# Records to use:

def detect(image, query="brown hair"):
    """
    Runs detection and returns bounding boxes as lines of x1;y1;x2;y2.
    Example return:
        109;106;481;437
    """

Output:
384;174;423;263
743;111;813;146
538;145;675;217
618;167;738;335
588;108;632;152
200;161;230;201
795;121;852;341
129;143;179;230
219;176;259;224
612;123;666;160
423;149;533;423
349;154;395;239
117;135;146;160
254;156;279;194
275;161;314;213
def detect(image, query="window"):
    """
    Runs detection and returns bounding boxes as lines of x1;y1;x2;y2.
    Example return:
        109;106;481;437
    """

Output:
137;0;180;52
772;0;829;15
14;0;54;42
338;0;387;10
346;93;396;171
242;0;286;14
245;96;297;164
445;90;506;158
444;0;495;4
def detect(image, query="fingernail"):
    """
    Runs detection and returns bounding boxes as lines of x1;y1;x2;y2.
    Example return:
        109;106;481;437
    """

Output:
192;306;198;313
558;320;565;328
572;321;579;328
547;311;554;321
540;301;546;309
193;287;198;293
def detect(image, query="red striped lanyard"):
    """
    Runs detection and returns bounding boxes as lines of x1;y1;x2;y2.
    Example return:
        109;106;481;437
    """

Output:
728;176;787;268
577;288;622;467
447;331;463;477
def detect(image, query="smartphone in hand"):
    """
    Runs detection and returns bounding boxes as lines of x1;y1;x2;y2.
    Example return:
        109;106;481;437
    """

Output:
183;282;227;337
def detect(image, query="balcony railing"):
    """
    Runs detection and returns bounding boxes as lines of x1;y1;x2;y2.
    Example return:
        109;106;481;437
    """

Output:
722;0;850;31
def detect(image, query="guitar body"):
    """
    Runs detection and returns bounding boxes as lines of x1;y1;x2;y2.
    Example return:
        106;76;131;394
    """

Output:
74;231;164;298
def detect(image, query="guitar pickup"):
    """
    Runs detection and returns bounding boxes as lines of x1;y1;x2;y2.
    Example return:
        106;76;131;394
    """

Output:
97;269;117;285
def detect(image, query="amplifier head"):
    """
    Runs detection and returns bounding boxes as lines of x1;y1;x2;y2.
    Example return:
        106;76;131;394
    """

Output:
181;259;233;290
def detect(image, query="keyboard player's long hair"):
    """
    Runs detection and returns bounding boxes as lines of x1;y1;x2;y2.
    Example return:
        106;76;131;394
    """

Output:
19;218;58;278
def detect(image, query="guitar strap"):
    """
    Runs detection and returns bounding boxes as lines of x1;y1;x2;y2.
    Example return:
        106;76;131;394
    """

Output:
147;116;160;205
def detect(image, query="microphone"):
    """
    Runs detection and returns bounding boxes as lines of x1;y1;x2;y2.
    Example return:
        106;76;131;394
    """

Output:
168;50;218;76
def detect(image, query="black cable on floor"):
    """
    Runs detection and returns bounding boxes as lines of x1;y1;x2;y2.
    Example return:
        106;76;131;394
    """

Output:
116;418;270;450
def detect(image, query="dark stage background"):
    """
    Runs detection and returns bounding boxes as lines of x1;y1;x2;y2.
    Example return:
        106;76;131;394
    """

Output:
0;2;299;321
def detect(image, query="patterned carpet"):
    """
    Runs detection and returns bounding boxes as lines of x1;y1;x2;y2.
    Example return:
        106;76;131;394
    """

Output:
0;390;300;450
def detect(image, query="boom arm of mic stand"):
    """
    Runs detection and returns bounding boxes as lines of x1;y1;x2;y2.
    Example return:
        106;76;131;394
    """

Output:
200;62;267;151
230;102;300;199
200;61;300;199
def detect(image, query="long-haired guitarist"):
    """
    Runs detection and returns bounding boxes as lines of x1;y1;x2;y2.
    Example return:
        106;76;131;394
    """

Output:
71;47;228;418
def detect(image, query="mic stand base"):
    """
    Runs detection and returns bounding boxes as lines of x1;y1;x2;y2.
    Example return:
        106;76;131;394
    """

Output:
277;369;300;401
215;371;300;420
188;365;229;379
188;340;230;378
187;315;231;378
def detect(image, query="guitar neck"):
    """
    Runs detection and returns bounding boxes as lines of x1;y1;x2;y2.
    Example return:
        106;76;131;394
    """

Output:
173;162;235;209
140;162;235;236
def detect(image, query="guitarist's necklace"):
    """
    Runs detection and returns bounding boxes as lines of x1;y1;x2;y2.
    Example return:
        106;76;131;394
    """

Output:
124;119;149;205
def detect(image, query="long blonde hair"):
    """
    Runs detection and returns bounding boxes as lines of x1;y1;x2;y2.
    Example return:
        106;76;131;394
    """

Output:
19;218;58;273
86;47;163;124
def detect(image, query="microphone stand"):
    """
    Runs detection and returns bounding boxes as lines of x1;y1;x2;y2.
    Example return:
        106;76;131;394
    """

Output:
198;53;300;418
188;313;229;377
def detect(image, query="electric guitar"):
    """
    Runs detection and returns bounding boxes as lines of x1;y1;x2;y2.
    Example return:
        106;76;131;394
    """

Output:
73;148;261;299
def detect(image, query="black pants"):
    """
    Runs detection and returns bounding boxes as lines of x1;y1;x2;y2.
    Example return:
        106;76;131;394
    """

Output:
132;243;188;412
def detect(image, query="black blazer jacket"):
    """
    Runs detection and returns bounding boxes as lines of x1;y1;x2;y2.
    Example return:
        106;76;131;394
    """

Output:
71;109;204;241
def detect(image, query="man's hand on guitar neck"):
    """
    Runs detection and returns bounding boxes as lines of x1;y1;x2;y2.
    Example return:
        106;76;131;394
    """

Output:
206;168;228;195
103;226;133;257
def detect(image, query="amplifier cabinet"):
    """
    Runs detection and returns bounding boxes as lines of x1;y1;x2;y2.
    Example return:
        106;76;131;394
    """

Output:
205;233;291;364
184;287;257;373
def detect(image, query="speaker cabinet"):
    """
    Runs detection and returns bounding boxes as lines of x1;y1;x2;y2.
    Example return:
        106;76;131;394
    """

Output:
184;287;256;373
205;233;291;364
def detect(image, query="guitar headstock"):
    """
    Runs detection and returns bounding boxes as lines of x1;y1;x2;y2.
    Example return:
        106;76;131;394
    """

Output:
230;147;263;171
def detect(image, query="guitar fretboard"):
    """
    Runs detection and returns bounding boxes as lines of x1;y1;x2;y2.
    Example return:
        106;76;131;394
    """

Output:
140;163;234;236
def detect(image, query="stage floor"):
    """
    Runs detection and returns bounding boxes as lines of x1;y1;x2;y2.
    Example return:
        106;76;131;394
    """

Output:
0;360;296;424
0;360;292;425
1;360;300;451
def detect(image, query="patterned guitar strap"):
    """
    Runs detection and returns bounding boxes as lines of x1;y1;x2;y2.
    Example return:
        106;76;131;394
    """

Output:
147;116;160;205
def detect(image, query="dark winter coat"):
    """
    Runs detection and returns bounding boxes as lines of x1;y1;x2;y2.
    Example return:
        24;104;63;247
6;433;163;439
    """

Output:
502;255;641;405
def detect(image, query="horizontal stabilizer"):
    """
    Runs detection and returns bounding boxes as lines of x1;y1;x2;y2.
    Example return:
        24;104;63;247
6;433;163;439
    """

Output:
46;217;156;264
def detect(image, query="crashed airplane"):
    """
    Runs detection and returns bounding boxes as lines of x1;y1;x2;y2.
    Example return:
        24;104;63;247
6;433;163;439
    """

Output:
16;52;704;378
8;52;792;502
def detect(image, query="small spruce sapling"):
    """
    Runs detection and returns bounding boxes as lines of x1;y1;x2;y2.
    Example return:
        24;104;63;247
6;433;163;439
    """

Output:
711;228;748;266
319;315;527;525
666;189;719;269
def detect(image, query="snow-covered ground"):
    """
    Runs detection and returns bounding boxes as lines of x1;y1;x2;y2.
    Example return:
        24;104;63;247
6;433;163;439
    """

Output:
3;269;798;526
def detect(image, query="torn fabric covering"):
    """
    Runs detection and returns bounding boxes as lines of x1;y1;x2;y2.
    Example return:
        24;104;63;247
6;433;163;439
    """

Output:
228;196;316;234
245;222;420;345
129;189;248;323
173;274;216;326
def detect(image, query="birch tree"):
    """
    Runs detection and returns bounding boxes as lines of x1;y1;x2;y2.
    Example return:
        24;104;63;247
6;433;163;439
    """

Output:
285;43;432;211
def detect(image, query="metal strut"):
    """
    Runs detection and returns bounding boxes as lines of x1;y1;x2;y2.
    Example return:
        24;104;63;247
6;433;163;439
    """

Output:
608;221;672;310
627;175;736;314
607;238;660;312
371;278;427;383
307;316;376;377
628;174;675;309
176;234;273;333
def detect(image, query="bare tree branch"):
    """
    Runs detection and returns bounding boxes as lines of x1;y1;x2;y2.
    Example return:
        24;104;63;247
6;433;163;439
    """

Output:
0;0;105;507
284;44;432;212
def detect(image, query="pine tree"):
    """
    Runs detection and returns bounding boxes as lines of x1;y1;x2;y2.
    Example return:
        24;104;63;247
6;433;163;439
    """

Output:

# Exercise instructions:
Please give the number of lines in the listing that include "dark", with nothing else.

# Completed exercise:
2